§ INPUT MATERIAL:
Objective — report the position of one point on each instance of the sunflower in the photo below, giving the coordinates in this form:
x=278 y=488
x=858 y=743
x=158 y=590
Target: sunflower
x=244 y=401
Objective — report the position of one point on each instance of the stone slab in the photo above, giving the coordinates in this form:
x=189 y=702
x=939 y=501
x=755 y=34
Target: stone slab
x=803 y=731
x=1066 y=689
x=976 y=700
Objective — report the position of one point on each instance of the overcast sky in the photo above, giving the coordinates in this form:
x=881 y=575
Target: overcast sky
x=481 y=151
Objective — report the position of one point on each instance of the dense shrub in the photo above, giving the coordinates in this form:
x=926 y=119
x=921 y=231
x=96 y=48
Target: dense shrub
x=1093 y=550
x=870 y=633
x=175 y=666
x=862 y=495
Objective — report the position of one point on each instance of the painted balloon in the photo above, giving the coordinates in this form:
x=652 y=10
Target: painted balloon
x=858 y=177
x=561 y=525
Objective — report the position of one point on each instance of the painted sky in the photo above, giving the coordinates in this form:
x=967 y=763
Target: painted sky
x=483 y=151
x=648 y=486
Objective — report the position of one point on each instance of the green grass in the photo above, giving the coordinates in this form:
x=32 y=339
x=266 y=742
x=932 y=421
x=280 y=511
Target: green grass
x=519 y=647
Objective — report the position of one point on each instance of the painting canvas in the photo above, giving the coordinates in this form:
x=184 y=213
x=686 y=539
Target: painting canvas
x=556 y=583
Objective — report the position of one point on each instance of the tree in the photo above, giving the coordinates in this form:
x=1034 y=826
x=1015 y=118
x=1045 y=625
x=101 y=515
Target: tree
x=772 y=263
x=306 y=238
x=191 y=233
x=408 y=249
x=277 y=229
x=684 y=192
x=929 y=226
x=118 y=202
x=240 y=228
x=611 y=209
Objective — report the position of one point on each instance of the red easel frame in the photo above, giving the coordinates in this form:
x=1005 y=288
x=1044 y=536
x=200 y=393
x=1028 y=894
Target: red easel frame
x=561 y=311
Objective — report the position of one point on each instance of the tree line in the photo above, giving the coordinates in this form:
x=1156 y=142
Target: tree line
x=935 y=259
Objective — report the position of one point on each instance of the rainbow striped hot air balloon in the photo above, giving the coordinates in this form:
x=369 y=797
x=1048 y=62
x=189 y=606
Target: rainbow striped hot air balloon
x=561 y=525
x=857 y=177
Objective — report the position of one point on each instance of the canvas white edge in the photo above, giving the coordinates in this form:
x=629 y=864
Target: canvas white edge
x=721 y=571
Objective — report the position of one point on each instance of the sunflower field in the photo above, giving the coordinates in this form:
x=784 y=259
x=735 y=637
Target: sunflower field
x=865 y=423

§ EXERCISE DESCRIPTION:
What is needed here is an exact transcription of the records above.

§ COMPLETED TASK:
Objective — report the position of one point on each instance of the sunflower in the photo below, giving the coordinates in this form:
x=278 y=488
x=858 y=743
x=158 y=590
Target: sunflower
x=244 y=401
Objective — report the position of one point on each instance of the stone slab in the photo above, giving the coordinates in this form:
x=189 y=702
x=939 y=501
x=755 y=34
Target: stone slab
x=803 y=731
x=1066 y=689
x=976 y=700
Objective — report the position of one point on each instance of the overcast sky in the photo above, giving the coordinates in this form:
x=881 y=575
Target: overcast sky
x=481 y=151
Objective — report the position of one point on each instance of the dense shrub in the photo above, giving the coordinates in this form:
x=926 y=119
x=921 y=231
x=96 y=48
Target: dense shrub
x=1093 y=550
x=870 y=633
x=175 y=666
x=862 y=495
Objective — report the position of one point on each instance of the painted balloon in the photo above, giving the coordinates in this form:
x=652 y=10
Target: painted balloon
x=858 y=177
x=561 y=525
Objective — report the position of one point on each instance of the painted sky in the photo above, giving the coordinates in this form:
x=967 y=763
Target: painted sky
x=483 y=151
x=648 y=486
Objective — report the position of one point on each instance of the green grass in the photo above, giving the coordinates in this form:
x=32 y=339
x=266 y=742
x=932 y=421
x=280 y=511
Target: green grass
x=519 y=647
Objective — report the position of one point on each instance of the painting canvas in the photo above, giving the coordinates in this form:
x=184 y=213
x=686 y=539
Target: painting canvas
x=556 y=583
Objective — report the position of one point on each instance of the tree in the photo above, giving the coordinates in this form:
x=1034 y=826
x=1015 y=118
x=1045 y=625
x=101 y=515
Target: tree
x=772 y=263
x=306 y=238
x=191 y=233
x=408 y=249
x=277 y=229
x=684 y=192
x=929 y=226
x=118 y=202
x=240 y=228
x=611 y=209
Objective — report the position of one point on each instance of the red easel frame in the photo above, giving the coordinates in this form:
x=1005 y=288
x=1044 y=536
x=200 y=393
x=1028 y=894
Target: red easel frame
x=561 y=311
Objective — report the position of one point on each instance of the tree line in the photo above, giving the coordinates in this form:
x=1156 y=142
Target: tree line
x=935 y=259
Objective — report the position of one point on each instance of the rainbow striped hot air balloon in the photo above, giving the coordinates in this form:
x=369 y=797
x=1048 y=62
x=189 y=606
Target: rainbow striped hot air balloon
x=561 y=525
x=857 y=177
Objective — report the position of one point on each instance of the canvas white edge in the photo above, giving the coordinates in this form:
x=629 y=864
Target: canvas white edge
x=721 y=571
Objective — report the position of one point on each instance of the sunflower field in the photo above, giving the coordinates in this form:
x=784 y=259
x=735 y=637
Target: sunflower field
x=865 y=423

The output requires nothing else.